## THE EXERCISE
Return the records in full, exactly as given.

--------------------------------------------------

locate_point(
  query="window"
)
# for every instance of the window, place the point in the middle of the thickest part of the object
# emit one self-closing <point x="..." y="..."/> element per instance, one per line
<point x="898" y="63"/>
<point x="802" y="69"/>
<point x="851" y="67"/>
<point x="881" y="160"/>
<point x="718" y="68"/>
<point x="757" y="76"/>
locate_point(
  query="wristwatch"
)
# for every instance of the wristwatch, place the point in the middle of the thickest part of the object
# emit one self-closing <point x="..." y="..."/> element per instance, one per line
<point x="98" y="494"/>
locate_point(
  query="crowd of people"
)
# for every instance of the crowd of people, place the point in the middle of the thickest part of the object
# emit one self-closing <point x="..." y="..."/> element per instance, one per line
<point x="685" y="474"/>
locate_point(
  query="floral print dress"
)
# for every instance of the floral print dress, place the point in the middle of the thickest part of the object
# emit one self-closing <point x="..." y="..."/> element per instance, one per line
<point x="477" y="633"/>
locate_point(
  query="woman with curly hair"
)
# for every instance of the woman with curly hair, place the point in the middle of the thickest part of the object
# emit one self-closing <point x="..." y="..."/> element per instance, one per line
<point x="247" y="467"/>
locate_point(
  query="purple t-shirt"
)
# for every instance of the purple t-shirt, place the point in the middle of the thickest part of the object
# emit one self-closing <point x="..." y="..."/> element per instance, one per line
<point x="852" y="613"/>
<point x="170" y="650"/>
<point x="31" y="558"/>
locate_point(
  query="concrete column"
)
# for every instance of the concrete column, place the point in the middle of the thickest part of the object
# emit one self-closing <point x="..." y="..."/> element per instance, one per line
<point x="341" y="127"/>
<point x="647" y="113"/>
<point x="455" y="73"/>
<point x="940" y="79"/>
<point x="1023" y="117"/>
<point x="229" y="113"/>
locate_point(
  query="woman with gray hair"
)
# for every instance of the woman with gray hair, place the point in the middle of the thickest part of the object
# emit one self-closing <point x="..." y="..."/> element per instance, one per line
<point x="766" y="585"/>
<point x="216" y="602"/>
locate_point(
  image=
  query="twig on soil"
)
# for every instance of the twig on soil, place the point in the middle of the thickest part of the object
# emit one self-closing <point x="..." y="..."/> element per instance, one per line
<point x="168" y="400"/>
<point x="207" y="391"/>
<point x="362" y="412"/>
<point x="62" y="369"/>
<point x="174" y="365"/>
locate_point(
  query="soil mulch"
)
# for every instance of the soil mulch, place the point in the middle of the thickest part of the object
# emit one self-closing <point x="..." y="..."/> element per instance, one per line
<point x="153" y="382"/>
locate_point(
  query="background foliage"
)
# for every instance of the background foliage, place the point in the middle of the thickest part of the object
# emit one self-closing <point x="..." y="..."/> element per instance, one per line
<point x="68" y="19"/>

--------------------------------------------------

## SOLUTION FOR THIS EXERCISE
locate_point(
  query="window"
)
# for every instance of the window, place the point in the middle of the thickest part of the object
# emit one self-closing <point x="..." y="..."/> element per instance, one per line
<point x="898" y="63"/>
<point x="802" y="69"/>
<point x="851" y="67"/>
<point x="881" y="160"/>
<point x="718" y="68"/>
<point x="757" y="76"/>
locate_point(
  query="wristwatch"
)
# for every instance of the wristwatch, place the point in the middle of the thickest part of the object
# emit one self-closing <point x="..." y="..."/> element per instance, one per line
<point x="98" y="494"/>
locate_point(
  query="crowd of people"
)
# for every instance of the crowd of people, place the point in the middle of the thickest part of the object
# emit one self-closing <point x="..." y="..."/> element per instance, one per line
<point x="685" y="474"/>
locate_point(
  query="floral print dress"
)
# for every instance of the floral print dress, place the point in the middle of the thickest part of the object
# emit one self-closing <point x="..." y="..."/> element per instance, one per line
<point x="477" y="633"/>
locate_point(
  query="woman with curly hair"
)
# for every instance of the woman with curly hair, place the point in the middle of the thickest part of the object
# emit one self-closing <point x="..." y="..."/> element per instance, one per line
<point x="247" y="467"/>
locate_point(
  query="purple t-shirt"
)
# for every instance of the purple t-shirt, place the point in the middle of the thickest part of the object
# emit one self-closing <point x="..." y="..."/> element per instance, one per line
<point x="852" y="613"/>
<point x="170" y="650"/>
<point x="31" y="558"/>
locate_point(
  query="concrete column"
)
# for every instance of the concrete column, place the point in the middle of the thickest part of the object
# emit one self-closing <point x="..." y="..."/> element per instance, one per line
<point x="341" y="127"/>
<point x="647" y="113"/>
<point x="455" y="73"/>
<point x="940" y="79"/>
<point x="1023" y="117"/>
<point x="229" y="113"/>
locate_point(
  query="woman with gray hair"
)
# for every instance of the woman with gray hair, place the point in the middle of the thickest part of the object
# emit one self-closing <point x="..." y="..."/> element per instance, one per line
<point x="766" y="585"/>
<point x="216" y="602"/>
locate_point(
  image=
  query="twig on soil"
)
# for every instance of the twig on soil, place the point in the middle of the thickest part of the object
# emit one self-closing <point x="..." y="..."/> element per instance, one per line
<point x="168" y="400"/>
<point x="207" y="391"/>
<point x="362" y="412"/>
<point x="62" y="369"/>
<point x="174" y="365"/>
locate_point(
  query="soil mulch"
)
# for every instance of the soil mulch, place the point in the middle of the thickest part of the object
# emit one self-closing <point x="..." y="..."/> element per instance, one per line
<point x="153" y="382"/>
locate_point(
  query="background foliage"
)
# for every instance of the background foliage, place the point in the middle of the thickest part of the object
# emit one self-closing <point x="..." y="..."/> element per instance, one per line
<point x="68" y="19"/>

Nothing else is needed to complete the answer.